YOUR GOAL ->
Only the closing part of the listing is wanted: reproduce exactly the line containing "Example input — thin stalk" and all lines below it.

(ENTRIES SUPPLIED)

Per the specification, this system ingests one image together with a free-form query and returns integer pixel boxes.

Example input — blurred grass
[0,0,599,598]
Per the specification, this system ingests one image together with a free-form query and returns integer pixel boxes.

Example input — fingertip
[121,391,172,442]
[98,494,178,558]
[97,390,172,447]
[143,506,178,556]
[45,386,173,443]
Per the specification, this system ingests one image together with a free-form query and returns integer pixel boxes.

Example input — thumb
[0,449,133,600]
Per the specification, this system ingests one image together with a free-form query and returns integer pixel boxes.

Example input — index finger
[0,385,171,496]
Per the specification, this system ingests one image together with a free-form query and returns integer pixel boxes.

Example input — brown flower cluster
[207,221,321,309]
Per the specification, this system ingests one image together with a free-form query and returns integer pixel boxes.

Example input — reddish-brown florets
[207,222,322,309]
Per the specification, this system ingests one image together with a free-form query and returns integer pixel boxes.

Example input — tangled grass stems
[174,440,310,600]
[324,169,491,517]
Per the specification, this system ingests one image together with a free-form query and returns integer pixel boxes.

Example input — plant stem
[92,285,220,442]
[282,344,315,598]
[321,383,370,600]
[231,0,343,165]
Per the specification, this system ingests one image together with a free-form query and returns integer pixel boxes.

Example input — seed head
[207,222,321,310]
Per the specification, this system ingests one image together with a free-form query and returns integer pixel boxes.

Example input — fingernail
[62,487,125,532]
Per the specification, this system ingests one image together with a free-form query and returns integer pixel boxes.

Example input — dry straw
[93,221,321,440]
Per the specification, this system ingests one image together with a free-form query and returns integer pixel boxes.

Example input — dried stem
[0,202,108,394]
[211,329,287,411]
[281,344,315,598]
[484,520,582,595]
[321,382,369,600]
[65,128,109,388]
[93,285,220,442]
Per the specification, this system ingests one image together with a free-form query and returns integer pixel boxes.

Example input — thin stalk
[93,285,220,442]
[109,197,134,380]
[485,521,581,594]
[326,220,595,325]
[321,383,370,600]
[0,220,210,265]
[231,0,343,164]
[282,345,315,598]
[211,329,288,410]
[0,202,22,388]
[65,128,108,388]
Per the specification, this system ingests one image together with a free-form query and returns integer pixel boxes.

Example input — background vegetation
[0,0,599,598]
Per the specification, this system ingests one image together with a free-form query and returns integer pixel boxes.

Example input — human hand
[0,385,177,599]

(End ENTRIES SUPPLIED)

SOLVED PROBLEM ->
Example input — thin stalk
[93,285,220,442]
[109,197,134,380]
[485,521,581,594]
[326,220,595,325]
[321,383,370,600]
[0,220,210,265]
[231,0,343,164]
[282,345,315,598]
[211,329,288,410]
[0,202,22,388]
[65,128,108,388]
Per the specification, this system ingests one image together with a free-form query and returns integer pixel boxes.

Example input — background vegetation
[0,0,599,598]
Per the specification, this system ingests one image together with a free-form query and returns integer pixel boxes.

Example input — human hand
[0,385,177,599]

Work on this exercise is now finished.